## What you are asked to do:
Check every line below for the word "child" and show those that hold it.

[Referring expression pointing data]
◇ ◇ ◇ ◇
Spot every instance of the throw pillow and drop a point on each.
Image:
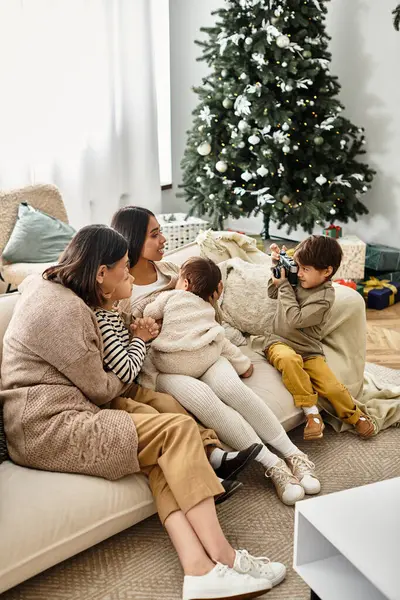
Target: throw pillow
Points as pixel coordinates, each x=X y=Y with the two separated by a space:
x=37 y=237
x=3 y=445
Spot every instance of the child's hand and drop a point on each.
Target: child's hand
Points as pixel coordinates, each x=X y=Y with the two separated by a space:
x=146 y=329
x=248 y=373
x=217 y=294
x=275 y=250
x=278 y=282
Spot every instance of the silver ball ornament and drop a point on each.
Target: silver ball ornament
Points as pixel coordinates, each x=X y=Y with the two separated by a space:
x=227 y=103
x=221 y=166
x=204 y=148
x=282 y=41
x=254 y=140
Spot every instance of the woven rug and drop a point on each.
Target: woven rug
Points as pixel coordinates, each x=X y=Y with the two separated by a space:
x=140 y=564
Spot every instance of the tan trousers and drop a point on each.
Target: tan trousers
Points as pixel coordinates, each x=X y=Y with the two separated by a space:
x=307 y=378
x=171 y=451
◇ ◇ ◇ ◇
## Solution for this task:
Spot every instance of the child's hand and drop a point on each.
Target: child's hand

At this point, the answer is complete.